Copy each of the following rows word for word, keeping every line in its original order.

Given records:
----
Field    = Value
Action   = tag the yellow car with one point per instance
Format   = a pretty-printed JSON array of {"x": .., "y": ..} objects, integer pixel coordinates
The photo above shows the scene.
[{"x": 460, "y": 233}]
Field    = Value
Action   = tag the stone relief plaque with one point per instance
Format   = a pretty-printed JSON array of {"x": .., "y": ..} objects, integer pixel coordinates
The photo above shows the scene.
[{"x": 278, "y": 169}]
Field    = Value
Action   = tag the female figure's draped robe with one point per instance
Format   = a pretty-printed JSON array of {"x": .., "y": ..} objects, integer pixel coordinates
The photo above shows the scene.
----
Answer to the problem:
Field    = Value
Action   = tag the yellow car with one point per instance
Format   = a pretty-printed JSON array of {"x": .., "y": ..} objects, integer pixel coordinates
The photo above shows the scene.
[{"x": 460, "y": 233}]
Field    = Value
Action   = tag the stone relief plaque with one point per instance
Format   = a pretty-printed JSON array of {"x": .., "y": ..} objects, integer pixel coordinates
The photo above shows the scene.
[{"x": 278, "y": 169}]
Field    = Value
Action   = tag the female figure's draped robe with one point per instance
Format   = a pretty-printed JSON array of {"x": .., "y": ..} objects, integer pixel coordinates
The photo above shows the scene.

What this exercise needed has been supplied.